» **Position identification records**
*****
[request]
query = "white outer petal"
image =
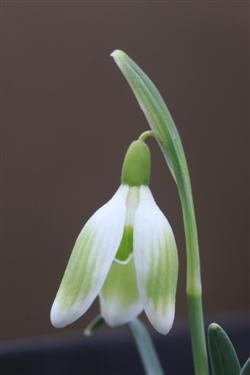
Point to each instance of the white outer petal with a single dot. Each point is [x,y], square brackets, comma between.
[90,261]
[155,255]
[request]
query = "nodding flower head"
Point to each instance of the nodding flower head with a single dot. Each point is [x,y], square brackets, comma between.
[126,253]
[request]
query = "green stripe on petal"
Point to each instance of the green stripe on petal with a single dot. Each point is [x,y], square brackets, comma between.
[119,298]
[126,246]
[156,262]
[90,261]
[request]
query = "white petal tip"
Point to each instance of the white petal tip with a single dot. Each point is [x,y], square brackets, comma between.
[162,324]
[55,317]
[60,318]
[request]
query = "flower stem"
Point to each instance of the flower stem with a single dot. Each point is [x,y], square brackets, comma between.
[145,346]
[93,326]
[166,133]
[145,135]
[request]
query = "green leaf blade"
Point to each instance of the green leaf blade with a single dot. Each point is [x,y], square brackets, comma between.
[246,368]
[223,357]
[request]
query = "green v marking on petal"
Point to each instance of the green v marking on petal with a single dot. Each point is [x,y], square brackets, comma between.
[126,245]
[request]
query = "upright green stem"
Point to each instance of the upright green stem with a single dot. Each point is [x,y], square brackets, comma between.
[145,346]
[162,124]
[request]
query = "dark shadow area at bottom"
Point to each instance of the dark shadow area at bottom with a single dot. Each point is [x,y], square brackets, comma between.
[108,354]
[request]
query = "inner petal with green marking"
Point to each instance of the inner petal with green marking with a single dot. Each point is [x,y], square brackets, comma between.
[126,245]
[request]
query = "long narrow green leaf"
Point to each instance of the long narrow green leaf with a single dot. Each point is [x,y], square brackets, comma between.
[246,368]
[146,348]
[167,136]
[224,360]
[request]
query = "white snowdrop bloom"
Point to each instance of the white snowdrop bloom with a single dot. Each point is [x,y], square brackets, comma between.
[126,253]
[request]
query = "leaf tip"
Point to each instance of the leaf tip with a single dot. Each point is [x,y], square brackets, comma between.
[117,55]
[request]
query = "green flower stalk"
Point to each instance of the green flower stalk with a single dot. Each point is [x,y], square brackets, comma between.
[126,253]
[165,131]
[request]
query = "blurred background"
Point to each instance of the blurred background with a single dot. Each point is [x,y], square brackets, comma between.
[68,116]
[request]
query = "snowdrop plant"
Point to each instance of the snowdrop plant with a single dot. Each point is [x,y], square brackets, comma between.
[126,252]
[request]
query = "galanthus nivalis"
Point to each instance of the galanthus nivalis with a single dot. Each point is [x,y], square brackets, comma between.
[126,253]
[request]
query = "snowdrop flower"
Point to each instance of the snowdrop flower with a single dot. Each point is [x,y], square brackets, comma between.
[126,253]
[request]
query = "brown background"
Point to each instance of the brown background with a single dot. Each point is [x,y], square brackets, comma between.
[68,117]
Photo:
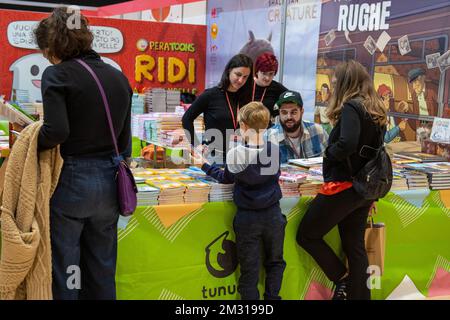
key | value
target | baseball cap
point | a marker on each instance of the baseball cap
(266, 62)
(290, 96)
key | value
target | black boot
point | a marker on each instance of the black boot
(340, 289)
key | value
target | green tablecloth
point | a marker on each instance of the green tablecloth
(184, 261)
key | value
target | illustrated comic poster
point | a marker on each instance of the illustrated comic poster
(405, 47)
(150, 54)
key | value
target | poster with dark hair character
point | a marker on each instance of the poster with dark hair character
(405, 47)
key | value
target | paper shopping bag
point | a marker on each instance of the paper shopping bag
(375, 238)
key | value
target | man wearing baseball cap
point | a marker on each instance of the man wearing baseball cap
(265, 89)
(297, 138)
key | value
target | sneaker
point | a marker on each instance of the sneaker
*****
» **STATED GOAL**
Reproduce the whole listing word for word, setting aside any pictures.

» **RESULT OF THE TASK**
[request]
query = "white outer petal"
image =
Point to each instance of the white outer petal with a single dot. Each point is [x,y], square brackets, comma between.
[90,261]
[155,255]
[request]
query = "nodding flower head"
Point to each instance of the nodding flower head with a single dot. Each point is [x,y], square brackets, comma between.
[126,253]
[request]
query = "green stripe on petal"
Point to each instance of the green stripe on petal with a single dot. Each point is [x,y], square brackets, comma between.
[119,298]
[126,246]
[156,262]
[90,261]
[request]
query = "white petal tip"
Point to each instance of the white petal tip with a single dot. Each point is [x,y], square brackets, comma between.
[162,324]
[55,317]
[60,318]
[request]
query = "flower stem"
Point to each instance of the flower stem with a single dot. Each point is [x,y], square brackets, comma between.
[145,346]
[93,326]
[166,133]
[145,135]
[request]
query = "green leaf blade"
Point to each instance of the green leaf blade with a single dot. Each point is [x,y], square brackets, comma between.
[246,368]
[223,357]
[request]
query = "green v marking on petal"
Point to each instance of the green v marking on petal with a single dot. Each point is [x,y], square brackets, comma between.
[126,245]
[request]
query = "upright green stem"
Point to each instance of the upright green stem with a single dot. Each point is [x,y], square brackets, comma between.
[145,346]
[162,124]
[request]
query = "dark shadow area at bottom"
Point to each instance of the dark shadow area at bottom with a single dot. Each point is [x,y], square brackets, comma between.
[108,354]
[request]
query = "inner petal with green marking"
Point to each instance of the inner petal with green marking with a single dot. Each point is [x,y], square brackets, comma between.
[126,245]
[request]
query = "long narrow green leaf"
Point to each instance of the long narrow green leaf with a single dot. Each point is [x,y], square brackets, comma between.
[246,368]
[146,348]
[167,136]
[224,360]
[request]
query = "white snowdrop bloom"
Point to each instance of the white snowdrop bloom with a single dot. Each point is [x,y], square brackets, comma between.
[126,253]
[request]
query = "leaf tip"
Point to each instance of the leaf tip with a single dot. Each point is [x,y], square brackets, comma between.
[117,55]
[request]
query = "green flower stalk"
Point to each instance of the green flower stalk with a single dot. Each point is [x,y], square brackets, comma between.
[126,253]
[165,131]
[request]
query = "blurred background"
Point to each instance of the blurred background with a single dot. Each point is [x,y], square brackets, comma between.
[68,116]
[request]
query = "snowdrop plant"
Point to each instance of the snowdrop plant with a single dot. Each point is [x,y], square brackets, comma between.
[126,252]
[request]
query = "galanthus nivalis"
Point to each instance of the galanthus nivalis with a single dot. Each point is [x,y], square brackets, comma between.
[126,253]
[request]
query = "snowdrop flower"
Point to each instance of the snowdrop flower with a single dot. Each point is [x,y], square brackets, comma between.
[126,253]
[request]
query = "brown background"
Point to each instance of the brown background with a single dot. Each point is [x,y], square brackets, comma between.
[68,117]
Photo:
key | value
target | baseball cap
point | a marker on each instance of the baseball cap
(266, 62)
(290, 96)
key | value
target | black boot
point | a marker on each instance of the black boot
(340, 289)
key | value
target | green tablecloth
point | a marker on each instance of the green tablecloth
(184, 261)
key | value
target | illustrated comic poster
point | a marker on each instance of the illustrated comic poster
(405, 47)
(150, 54)
key | value
target | poster with dark hair character
point | a marker on each instance of the poster with dark hair character
(405, 47)
key | value
target | paper shopping bag
point | a marker on each instance of the paper shopping bag
(375, 238)
key | value
target | man wearing baseball cap
point | a marker on each instance of the man wearing baseball cap
(265, 89)
(297, 138)
key | value
target | sneaker
point | a marker on each instance of the sneaker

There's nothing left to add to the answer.